Work to complete | Copy the data from the line containing "Dear assistant, the user would like the industrial" through the end, both included, with "tennis shoe" replaced by "sneaker" and nothing else changed.

Records for this task |
<<<<

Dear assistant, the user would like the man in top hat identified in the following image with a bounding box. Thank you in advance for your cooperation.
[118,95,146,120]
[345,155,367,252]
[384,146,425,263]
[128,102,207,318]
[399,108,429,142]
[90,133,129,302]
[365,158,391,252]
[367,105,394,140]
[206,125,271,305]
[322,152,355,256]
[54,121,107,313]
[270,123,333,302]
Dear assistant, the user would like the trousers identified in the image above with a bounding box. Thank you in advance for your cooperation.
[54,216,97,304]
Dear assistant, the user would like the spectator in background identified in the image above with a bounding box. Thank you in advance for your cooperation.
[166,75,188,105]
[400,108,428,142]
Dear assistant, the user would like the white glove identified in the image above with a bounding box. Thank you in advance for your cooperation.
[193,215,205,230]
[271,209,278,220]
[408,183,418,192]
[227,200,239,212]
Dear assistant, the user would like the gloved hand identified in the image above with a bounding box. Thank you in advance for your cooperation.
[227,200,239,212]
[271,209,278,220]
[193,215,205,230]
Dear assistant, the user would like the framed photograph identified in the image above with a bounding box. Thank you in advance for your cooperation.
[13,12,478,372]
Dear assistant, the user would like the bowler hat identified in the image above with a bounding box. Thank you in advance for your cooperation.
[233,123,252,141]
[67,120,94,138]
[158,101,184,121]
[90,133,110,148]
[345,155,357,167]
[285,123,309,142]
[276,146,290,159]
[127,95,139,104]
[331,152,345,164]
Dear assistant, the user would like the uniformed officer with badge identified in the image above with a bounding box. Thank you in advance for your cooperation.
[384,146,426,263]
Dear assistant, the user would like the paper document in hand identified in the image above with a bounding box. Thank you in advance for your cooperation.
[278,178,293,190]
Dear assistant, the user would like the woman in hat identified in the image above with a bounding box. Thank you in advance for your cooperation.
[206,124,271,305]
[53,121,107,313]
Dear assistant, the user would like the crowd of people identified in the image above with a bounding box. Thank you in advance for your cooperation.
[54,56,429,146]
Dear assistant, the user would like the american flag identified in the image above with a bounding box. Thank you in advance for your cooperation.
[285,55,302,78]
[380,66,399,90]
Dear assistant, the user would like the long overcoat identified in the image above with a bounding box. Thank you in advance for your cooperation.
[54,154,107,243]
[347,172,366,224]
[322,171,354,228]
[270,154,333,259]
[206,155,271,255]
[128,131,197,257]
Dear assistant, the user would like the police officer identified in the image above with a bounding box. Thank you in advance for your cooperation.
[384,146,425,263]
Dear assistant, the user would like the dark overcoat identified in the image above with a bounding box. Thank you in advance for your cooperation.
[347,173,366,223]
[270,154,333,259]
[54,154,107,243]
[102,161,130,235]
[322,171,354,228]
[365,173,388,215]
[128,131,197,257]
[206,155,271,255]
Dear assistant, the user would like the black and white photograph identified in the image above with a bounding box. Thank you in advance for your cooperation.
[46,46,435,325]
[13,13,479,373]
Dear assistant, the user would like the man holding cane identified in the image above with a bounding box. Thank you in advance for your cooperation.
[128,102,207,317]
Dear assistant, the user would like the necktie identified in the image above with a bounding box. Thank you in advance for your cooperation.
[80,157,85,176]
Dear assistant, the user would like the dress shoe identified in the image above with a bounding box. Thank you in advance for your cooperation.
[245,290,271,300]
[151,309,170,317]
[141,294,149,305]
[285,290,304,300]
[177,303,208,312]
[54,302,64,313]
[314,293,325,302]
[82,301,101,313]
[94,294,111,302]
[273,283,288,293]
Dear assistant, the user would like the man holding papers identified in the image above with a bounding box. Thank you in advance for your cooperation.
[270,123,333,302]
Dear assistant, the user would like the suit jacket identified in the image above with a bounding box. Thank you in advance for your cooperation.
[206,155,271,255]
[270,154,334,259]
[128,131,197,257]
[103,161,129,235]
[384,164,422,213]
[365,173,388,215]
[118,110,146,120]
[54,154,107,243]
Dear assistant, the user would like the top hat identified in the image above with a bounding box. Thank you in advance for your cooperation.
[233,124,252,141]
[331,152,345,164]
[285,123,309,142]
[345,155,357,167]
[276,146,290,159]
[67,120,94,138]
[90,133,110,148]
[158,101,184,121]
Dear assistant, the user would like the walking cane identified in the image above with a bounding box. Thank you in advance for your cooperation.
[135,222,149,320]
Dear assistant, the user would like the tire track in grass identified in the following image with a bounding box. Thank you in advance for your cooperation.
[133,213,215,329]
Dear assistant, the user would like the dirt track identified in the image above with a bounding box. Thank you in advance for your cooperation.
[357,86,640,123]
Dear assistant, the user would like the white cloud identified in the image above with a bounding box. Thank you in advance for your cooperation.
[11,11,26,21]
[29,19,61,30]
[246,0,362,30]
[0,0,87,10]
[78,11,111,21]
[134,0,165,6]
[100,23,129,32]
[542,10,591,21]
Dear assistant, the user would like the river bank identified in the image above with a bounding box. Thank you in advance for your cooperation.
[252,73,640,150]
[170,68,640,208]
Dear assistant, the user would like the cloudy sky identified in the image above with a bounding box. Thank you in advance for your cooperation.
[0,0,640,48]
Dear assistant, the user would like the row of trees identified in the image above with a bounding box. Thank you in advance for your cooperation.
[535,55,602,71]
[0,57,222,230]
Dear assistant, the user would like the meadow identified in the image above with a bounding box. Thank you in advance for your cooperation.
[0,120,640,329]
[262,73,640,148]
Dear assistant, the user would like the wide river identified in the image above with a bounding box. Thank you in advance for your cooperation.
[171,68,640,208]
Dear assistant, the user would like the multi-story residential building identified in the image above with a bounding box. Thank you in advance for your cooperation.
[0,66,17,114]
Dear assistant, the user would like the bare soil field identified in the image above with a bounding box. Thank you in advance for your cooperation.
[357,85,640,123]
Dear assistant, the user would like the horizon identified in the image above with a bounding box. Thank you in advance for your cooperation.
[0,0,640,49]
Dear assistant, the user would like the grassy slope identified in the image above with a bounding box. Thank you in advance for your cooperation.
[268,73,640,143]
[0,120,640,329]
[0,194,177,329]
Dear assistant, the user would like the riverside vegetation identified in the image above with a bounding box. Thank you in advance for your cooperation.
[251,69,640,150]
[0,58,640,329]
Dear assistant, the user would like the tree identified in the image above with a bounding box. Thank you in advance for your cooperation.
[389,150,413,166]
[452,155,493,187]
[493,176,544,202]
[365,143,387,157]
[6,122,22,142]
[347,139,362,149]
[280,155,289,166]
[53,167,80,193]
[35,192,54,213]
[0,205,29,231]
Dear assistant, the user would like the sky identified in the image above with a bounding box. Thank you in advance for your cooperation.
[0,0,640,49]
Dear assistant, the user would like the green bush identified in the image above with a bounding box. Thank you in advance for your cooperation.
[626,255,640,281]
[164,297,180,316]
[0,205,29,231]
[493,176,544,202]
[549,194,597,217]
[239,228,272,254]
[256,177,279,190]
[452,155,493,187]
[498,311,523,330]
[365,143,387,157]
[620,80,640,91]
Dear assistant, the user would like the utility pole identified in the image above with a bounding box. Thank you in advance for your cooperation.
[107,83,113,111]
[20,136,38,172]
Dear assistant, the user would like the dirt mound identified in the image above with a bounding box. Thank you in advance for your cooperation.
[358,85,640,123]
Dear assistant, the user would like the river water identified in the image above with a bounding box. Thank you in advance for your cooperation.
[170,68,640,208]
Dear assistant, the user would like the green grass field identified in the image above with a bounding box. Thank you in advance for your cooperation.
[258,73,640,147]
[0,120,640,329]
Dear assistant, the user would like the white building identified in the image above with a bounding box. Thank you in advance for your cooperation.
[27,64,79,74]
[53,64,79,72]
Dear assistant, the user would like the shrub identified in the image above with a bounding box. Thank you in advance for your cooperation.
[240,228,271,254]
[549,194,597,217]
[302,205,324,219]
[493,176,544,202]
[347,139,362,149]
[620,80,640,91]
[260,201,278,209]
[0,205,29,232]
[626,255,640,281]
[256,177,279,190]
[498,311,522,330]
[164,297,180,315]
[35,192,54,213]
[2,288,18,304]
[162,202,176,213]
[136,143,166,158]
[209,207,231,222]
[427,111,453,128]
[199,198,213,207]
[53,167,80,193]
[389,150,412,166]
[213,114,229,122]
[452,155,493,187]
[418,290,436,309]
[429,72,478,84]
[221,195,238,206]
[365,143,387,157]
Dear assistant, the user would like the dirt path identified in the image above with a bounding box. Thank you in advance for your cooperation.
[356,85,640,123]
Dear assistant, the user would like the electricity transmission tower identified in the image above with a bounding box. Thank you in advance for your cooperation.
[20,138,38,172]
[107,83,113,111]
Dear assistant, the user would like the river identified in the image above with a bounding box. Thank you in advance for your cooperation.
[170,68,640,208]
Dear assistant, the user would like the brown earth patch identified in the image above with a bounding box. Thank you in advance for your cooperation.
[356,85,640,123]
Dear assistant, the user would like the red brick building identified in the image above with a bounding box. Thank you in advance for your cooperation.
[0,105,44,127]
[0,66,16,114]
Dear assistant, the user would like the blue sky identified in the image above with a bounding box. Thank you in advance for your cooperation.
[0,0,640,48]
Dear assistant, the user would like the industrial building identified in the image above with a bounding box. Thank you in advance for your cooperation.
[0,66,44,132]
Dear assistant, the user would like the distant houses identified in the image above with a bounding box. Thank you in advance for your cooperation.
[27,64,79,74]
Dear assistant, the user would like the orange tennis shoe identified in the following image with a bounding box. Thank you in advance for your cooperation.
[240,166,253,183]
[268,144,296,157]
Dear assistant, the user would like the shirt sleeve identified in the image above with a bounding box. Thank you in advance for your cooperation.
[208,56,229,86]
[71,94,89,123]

>>>>

Solution |
Dear assistant, the user would like the industrial building identified in the image above with a bounding box. Thank you in advance for your cooperation.
[0,66,44,132]
Dear assistant, the user would like the distant houses identified in the image above with a bounding box. Thank you in advance for your cooperation.
[27,64,79,74]
Dear assistant, the user would like the orange sneaker identified in the following image with a bounding box. Thank you in advance for your cooperation.
[240,166,253,183]
[268,144,296,157]
Dear assistant, the user would like the shirt sleeve identified in the image above with a bounding box. Thank you in advance for your cooperation.
[208,56,229,86]
[71,94,89,123]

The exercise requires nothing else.